EXTRACT TO READ:
# can anyone give some suport



## [email protected] (Oct 31, 2007)

My girlfriend and I are just starting .does any one have Some pointers.


----------



## crispysgirl (Nov 2, 2007)

Just hold on tight, it'll be a bumpy but fun ride!!


----------



## pgr555 (Aug 3, 2007)

We can wish hou luck, offer support, but can be more help if you let us know specific questions.
pgr


----------



## jigz369 (Apr 20, 2007)

Starting what?


----------



## panini (Jul 28, 2001)

Starting catering?

As with any start-up, create a box. Work within that box and try to stay in the lines.
ie. 
You cost out, and create a box lunch that is priced @ $8.50. 
Someone says I'll order 100 if you drop the price to $6.50. 
Try your hardest to stay inside the box and get your price. 
Going outside the box will usually come back around to bite you in the tushie 
View every cost of good, item, as retail!!!!!
Don't look at that 100 box order and say it only cost us $5.00, we can make $150.00... 
Look at it as starting out $200. in the red.

PROVIDED MATERIAL:
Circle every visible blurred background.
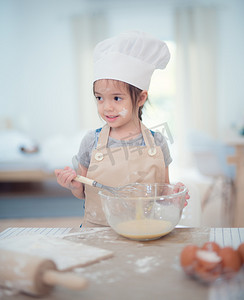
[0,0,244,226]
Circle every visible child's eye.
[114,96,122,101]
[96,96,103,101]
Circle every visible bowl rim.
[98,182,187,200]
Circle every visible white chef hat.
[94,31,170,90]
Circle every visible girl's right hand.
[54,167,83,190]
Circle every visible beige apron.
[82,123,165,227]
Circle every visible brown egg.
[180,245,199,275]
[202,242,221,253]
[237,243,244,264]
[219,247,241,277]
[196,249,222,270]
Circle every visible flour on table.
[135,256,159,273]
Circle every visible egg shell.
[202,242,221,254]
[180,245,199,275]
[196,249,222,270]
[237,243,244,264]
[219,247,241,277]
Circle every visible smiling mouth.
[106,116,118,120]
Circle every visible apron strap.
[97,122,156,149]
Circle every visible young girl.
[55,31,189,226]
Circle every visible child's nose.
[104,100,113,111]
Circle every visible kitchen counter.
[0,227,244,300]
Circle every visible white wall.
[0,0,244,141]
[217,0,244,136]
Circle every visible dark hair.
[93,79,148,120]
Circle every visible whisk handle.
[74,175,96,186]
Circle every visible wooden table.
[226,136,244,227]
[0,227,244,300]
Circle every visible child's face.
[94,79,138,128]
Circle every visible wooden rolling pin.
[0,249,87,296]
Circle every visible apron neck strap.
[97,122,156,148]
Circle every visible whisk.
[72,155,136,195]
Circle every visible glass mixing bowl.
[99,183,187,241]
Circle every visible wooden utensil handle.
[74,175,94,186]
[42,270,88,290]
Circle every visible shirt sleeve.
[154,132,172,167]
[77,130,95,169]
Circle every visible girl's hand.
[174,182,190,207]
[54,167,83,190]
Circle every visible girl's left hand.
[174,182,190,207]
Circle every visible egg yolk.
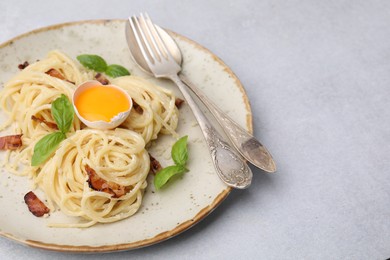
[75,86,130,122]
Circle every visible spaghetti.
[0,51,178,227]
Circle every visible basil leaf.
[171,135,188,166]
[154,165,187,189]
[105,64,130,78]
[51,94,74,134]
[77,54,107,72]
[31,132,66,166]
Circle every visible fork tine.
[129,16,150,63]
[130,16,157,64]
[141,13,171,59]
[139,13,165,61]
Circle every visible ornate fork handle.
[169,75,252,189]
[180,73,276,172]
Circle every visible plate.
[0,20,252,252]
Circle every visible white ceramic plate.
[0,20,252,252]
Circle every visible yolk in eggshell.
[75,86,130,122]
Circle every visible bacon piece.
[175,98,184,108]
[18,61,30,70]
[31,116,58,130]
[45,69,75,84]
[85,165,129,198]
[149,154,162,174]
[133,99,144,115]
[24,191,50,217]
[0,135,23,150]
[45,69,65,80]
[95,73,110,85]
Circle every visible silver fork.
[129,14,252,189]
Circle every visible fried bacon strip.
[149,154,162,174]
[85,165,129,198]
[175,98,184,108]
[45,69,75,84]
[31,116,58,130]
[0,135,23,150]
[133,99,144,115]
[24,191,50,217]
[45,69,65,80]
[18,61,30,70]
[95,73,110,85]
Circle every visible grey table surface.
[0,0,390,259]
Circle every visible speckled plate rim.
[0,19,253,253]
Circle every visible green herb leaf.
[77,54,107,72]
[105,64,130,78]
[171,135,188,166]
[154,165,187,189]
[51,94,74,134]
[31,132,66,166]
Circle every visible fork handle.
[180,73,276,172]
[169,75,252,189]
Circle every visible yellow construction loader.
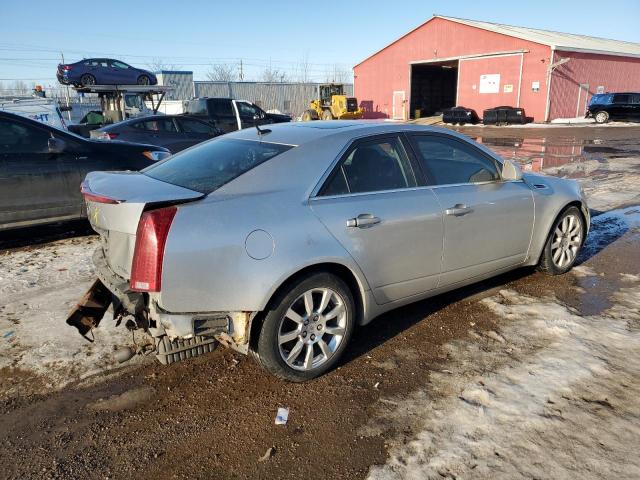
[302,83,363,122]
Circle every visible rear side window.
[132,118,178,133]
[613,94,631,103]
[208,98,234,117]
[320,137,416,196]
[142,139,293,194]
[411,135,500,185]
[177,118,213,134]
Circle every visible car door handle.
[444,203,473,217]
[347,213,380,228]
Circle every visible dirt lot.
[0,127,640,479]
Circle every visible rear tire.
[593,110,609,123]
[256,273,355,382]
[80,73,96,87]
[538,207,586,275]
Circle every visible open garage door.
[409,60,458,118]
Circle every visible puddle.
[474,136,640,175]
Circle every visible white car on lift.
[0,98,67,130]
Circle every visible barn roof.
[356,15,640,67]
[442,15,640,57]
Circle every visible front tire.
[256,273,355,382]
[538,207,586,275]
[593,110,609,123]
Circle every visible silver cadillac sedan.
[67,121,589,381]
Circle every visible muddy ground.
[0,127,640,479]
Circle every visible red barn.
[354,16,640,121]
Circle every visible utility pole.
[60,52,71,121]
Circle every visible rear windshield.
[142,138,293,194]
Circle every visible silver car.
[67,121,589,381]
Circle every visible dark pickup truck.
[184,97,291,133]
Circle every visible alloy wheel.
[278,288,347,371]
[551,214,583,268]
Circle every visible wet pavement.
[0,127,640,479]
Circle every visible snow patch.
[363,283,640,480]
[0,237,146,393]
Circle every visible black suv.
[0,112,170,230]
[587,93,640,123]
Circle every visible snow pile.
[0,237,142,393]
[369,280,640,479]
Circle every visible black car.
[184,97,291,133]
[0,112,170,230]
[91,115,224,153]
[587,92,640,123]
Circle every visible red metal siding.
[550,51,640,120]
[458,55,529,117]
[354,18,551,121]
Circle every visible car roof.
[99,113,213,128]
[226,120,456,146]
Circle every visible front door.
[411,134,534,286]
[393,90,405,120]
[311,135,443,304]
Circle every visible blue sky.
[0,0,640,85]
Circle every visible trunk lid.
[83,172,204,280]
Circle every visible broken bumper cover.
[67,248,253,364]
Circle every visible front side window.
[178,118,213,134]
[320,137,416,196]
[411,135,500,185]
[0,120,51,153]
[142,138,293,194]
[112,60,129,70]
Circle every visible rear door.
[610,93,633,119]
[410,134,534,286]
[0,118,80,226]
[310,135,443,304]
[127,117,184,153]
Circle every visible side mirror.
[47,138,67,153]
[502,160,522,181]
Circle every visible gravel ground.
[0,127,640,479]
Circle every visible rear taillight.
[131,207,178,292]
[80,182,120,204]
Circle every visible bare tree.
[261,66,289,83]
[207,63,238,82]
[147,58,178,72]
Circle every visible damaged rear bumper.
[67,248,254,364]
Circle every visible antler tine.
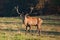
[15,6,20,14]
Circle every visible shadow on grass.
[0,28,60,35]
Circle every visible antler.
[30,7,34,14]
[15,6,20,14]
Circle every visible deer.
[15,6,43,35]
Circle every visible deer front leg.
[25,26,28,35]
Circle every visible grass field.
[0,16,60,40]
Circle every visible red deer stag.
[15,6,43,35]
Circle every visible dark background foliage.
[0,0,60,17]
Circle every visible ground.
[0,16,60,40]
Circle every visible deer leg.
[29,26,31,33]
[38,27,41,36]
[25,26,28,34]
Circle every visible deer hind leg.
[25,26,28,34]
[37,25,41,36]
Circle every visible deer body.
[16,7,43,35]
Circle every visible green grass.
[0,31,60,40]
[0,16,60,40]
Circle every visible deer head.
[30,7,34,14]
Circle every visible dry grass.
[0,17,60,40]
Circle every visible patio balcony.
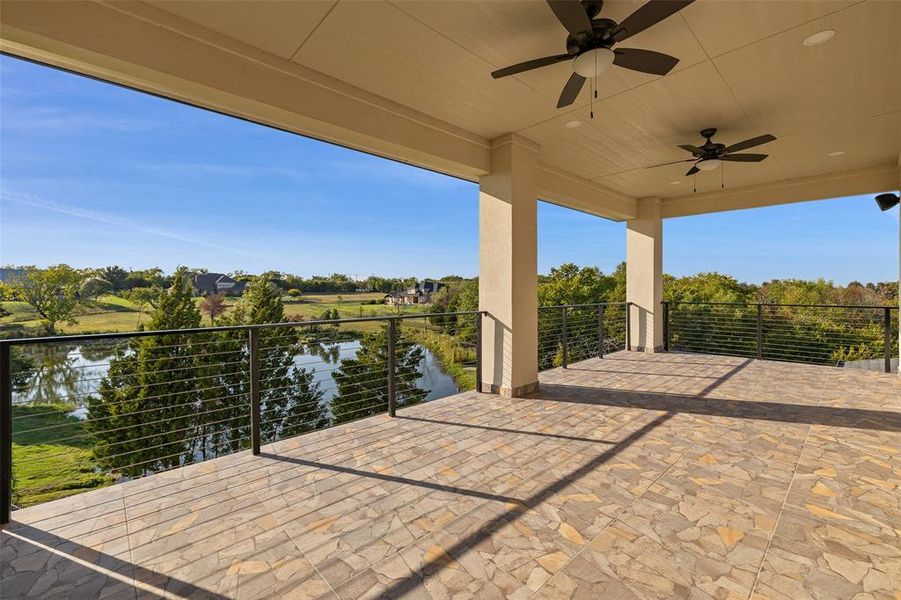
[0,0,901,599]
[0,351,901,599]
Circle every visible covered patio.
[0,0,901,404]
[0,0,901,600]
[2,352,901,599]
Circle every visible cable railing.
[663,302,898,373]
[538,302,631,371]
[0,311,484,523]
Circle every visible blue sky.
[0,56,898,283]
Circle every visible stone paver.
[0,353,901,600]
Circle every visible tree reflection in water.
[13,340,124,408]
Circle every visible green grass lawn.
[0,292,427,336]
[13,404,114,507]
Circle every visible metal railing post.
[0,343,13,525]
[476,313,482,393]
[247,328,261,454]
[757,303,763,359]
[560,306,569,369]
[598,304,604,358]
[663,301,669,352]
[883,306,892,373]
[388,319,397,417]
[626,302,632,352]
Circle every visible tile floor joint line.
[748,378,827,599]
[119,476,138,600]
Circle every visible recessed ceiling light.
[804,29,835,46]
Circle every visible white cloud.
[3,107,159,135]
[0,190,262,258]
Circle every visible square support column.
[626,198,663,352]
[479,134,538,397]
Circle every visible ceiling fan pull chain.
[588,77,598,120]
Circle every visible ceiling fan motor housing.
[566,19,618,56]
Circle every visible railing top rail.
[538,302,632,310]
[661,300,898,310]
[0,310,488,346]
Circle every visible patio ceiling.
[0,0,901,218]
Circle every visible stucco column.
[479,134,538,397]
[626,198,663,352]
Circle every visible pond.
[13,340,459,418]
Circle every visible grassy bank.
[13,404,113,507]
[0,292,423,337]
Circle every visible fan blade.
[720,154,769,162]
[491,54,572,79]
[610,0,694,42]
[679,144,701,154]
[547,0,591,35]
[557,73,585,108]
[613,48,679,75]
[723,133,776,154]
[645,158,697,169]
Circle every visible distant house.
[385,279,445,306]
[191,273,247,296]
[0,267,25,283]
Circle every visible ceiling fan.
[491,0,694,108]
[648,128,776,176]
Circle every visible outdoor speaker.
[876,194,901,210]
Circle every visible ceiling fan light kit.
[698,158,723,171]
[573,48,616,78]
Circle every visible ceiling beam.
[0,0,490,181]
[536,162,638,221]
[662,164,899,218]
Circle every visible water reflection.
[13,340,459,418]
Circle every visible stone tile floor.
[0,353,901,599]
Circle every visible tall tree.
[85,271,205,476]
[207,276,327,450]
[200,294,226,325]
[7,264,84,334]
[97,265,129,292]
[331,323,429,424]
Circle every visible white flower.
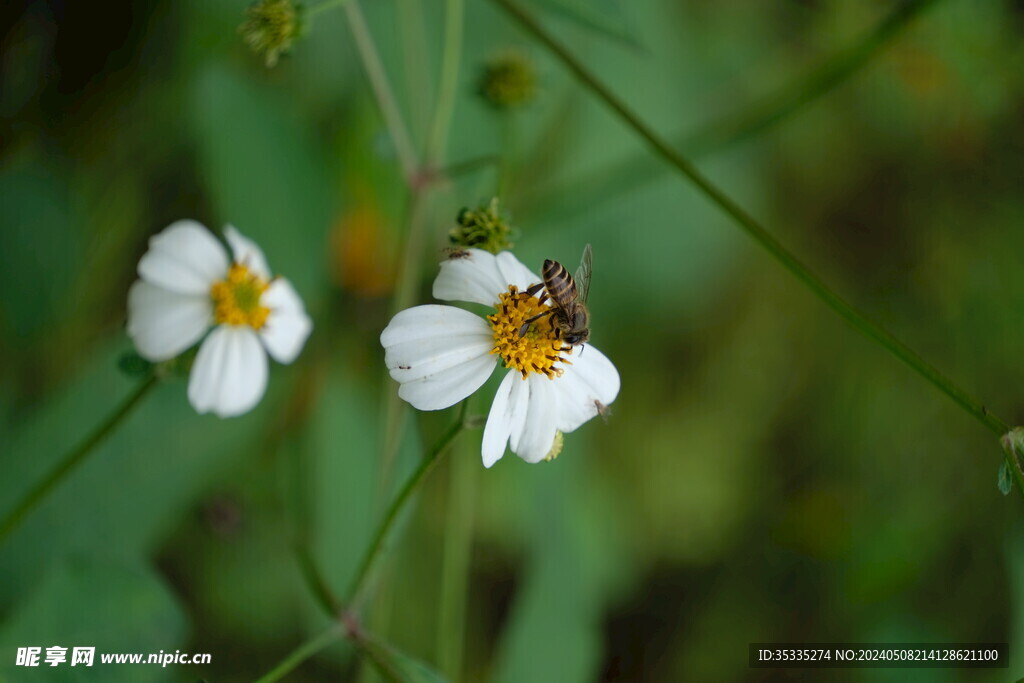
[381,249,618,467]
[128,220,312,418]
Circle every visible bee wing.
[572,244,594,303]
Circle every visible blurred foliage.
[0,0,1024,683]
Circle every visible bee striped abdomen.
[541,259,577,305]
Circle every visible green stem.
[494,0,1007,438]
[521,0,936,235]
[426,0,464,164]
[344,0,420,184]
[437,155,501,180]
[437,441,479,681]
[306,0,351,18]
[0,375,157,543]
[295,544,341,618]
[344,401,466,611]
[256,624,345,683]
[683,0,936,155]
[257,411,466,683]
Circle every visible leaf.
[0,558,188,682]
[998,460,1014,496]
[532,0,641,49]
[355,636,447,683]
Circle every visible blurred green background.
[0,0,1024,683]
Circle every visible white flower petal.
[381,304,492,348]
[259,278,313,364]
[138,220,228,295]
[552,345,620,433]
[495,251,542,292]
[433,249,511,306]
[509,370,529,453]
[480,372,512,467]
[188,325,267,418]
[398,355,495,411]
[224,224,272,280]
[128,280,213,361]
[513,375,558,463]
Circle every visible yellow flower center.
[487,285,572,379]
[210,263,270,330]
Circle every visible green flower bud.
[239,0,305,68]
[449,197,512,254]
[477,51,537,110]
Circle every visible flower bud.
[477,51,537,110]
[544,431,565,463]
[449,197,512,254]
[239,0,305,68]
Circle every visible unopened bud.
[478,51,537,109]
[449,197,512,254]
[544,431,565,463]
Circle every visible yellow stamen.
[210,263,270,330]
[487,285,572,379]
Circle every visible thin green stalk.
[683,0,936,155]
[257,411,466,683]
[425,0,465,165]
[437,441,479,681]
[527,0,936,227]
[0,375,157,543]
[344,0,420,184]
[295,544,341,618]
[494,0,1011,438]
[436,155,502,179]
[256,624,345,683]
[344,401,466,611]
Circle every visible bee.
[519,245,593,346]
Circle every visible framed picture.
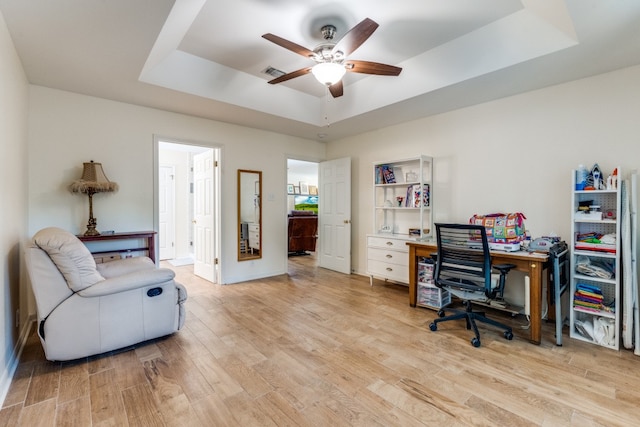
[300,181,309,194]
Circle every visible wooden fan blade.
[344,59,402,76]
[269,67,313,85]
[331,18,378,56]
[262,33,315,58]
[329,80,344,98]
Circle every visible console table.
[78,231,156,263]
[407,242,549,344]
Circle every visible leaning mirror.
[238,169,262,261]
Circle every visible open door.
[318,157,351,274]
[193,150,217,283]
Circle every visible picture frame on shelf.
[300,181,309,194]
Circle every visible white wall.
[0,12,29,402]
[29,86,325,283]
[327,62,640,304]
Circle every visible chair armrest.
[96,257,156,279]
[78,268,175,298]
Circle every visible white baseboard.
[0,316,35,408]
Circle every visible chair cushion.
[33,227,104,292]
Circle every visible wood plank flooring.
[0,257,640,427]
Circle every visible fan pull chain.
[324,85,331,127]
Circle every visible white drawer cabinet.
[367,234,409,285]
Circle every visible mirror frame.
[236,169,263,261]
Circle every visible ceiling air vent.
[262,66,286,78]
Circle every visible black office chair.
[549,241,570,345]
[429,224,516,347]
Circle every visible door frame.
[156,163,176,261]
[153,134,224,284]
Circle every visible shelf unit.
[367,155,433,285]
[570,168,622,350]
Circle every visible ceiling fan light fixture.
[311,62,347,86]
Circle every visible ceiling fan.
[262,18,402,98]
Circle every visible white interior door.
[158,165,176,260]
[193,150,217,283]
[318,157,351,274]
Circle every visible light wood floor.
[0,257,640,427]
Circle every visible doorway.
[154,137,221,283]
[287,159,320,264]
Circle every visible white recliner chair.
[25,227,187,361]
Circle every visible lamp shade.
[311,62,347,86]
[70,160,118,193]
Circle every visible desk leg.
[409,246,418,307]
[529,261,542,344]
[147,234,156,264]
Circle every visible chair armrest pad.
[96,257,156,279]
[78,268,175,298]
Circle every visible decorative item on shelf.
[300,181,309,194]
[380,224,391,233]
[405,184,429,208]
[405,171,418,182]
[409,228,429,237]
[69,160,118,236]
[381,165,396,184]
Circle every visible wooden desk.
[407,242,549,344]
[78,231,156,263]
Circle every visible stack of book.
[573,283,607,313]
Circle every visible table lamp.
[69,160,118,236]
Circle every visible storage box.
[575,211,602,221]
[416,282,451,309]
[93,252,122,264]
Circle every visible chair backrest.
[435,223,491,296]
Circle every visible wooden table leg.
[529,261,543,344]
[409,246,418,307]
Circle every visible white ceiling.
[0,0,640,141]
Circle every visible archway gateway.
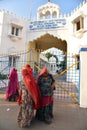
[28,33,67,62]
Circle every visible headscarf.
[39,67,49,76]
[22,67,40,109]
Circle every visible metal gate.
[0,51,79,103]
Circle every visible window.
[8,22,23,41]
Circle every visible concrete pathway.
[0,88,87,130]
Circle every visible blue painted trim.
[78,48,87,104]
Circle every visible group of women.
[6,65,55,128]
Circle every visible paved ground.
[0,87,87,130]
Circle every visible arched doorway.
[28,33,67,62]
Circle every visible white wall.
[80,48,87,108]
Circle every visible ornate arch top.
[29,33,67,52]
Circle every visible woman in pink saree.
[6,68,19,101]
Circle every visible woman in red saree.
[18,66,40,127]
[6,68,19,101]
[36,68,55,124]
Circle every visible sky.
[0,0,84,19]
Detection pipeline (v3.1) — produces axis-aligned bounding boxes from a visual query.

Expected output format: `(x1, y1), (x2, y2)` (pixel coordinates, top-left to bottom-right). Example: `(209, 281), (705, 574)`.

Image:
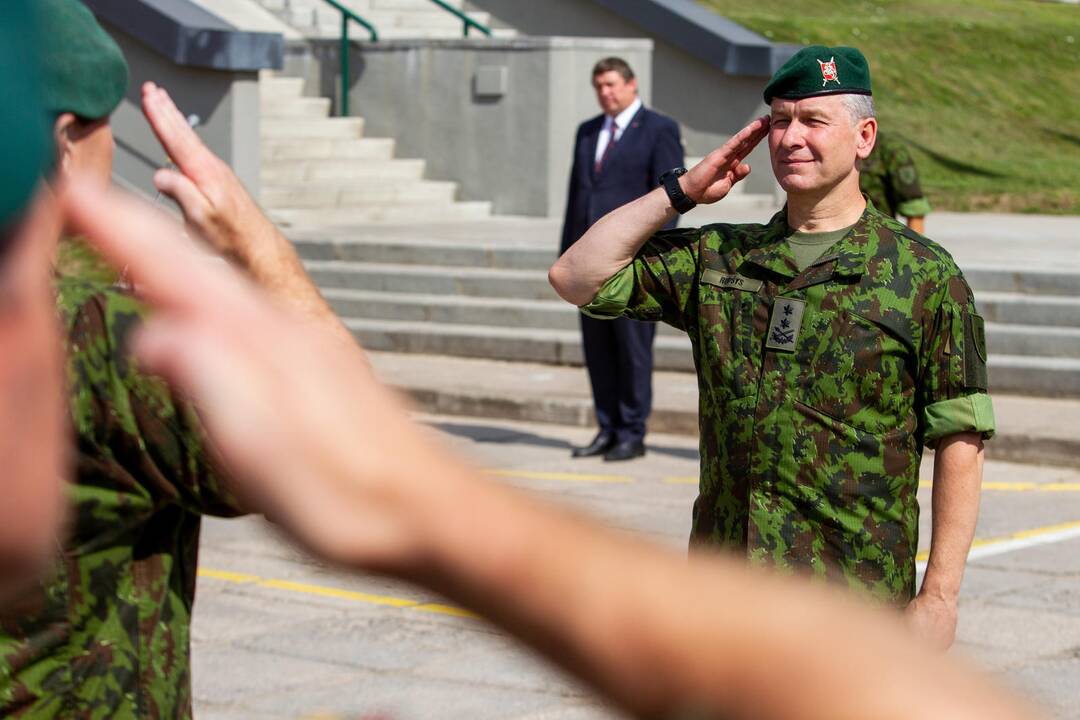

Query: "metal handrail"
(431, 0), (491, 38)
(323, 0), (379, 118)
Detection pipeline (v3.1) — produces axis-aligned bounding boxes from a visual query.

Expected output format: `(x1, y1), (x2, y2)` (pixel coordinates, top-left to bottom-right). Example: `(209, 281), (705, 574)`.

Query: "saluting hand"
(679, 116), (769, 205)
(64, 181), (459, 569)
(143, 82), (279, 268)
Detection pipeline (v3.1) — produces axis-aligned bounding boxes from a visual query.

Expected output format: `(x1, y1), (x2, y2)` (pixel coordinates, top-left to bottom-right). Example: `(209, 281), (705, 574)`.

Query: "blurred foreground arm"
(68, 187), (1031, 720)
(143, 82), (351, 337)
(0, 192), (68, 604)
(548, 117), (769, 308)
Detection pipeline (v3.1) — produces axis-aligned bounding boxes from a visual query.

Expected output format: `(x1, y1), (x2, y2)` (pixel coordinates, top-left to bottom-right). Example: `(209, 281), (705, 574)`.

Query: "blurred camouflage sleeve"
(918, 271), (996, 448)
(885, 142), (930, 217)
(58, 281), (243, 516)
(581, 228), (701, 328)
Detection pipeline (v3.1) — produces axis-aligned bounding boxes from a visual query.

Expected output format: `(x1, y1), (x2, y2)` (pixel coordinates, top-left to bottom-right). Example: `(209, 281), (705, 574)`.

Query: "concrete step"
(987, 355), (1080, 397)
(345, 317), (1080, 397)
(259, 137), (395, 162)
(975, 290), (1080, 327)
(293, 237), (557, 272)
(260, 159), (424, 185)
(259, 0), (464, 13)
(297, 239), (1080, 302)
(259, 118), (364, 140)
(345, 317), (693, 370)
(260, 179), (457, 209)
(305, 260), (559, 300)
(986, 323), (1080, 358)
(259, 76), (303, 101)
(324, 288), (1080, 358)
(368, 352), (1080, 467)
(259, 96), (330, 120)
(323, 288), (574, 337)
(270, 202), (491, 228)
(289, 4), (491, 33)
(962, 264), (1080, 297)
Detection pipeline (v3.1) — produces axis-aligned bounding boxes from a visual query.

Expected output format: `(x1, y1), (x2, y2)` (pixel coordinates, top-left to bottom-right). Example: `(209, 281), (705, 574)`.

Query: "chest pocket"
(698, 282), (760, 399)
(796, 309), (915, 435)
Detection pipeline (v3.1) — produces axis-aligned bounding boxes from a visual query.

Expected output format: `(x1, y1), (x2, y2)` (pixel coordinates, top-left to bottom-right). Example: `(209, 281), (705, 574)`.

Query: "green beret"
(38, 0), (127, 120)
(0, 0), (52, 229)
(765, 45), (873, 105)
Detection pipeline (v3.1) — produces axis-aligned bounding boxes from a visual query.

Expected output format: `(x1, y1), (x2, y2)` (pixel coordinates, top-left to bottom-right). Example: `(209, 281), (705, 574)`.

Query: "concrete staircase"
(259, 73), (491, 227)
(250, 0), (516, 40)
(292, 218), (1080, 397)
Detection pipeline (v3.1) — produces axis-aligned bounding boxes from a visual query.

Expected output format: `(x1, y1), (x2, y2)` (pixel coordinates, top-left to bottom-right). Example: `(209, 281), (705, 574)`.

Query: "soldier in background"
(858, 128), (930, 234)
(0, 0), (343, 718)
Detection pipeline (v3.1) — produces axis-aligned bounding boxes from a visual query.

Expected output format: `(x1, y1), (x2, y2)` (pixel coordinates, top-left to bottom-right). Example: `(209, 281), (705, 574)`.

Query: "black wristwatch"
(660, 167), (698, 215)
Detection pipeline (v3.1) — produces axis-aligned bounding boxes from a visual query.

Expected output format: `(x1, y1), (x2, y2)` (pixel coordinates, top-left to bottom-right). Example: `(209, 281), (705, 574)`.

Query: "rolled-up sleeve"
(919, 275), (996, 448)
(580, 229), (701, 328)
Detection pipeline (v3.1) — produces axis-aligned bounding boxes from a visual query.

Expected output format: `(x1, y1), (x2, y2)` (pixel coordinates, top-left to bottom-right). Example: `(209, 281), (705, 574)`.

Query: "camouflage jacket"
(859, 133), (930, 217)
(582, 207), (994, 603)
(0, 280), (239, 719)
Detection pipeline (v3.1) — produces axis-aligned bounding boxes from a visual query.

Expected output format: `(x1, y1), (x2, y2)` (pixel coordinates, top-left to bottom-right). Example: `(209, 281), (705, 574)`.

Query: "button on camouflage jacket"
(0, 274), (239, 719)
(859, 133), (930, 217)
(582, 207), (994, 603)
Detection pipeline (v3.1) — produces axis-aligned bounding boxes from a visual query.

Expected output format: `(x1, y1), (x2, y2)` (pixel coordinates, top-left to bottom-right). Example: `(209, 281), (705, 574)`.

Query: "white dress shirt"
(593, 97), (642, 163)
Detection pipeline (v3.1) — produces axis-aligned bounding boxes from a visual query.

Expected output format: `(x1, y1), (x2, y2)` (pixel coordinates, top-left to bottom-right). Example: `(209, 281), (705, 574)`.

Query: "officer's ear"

AIM:
Answer these questions about the forum thread, one answer per line:
1. What kind of ride does crispysgirl say to expect?
2. According to pgr555, what would let the forum be of more help?
3. In panini's example, what price is the box lunch costed out at?

OUTPUT:
1. A bumpy but fun ride.
2. Being told specific questions.
3. $8.50.